• [AANGELEVERDE TEKST]
***

Een bijstandverlenende instantie mag voor het bepalen van de omvang van de noodzakelijke kosten en de hoogte van de bijzondere bijstand forfaitaire bedragen of richtlijnen hanteren waarmee de betrokkene de goedkoopste adequate voorziening kan treffen. Dit is vaste rechtspraak. [2] Daarnaast kan de betrokkene volgens diezelfde rechtspraak aannemelijk maken dat deze vergoeding in zijn geval niet toereikend is voor de te maken noodzakelijke (extra) kosten. Zoals al uit 5.3.1 volgt is eiser hierin niet geslaagd.
Duurzame gebruiksgoederen en kosten van gordijnen en laminaat (zaak 21/3848)
5.5.
Verweerder heeft één bedrag aan bijstand toegekend voor duurzame gebruiksgoederen en stoffering.

***

• [OPDRACHT] Hoe luidt de tekst over bijzondere bijstand van "Duurzame gebruiksgoederen en kosten" tot "gebruiksgoederen en stoffering." als je "stoffering" vervangt door "woninginrichting"?

• [GEGEVENSBLOK]
***

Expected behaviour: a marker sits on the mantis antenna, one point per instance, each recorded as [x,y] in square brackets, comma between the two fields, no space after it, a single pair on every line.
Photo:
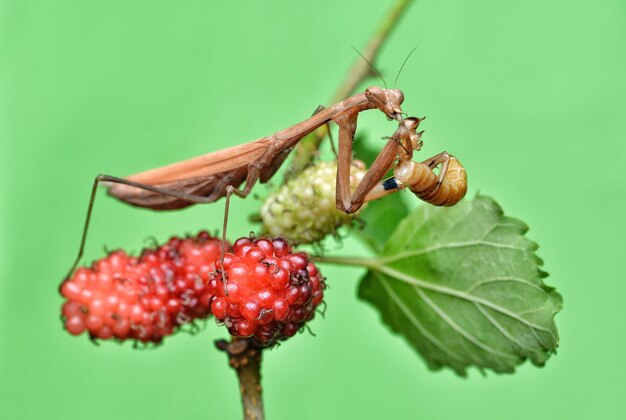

***

• [HET ANTWOORD]
Duurzame gebruiksgoederen en kosten van gordijnen en laminaat (zaak 21/3848)
5.5.
Verweerder heeft één bedrag aan bijstand toegekend voor duurzame gebruiksgoederen en woninginrichting.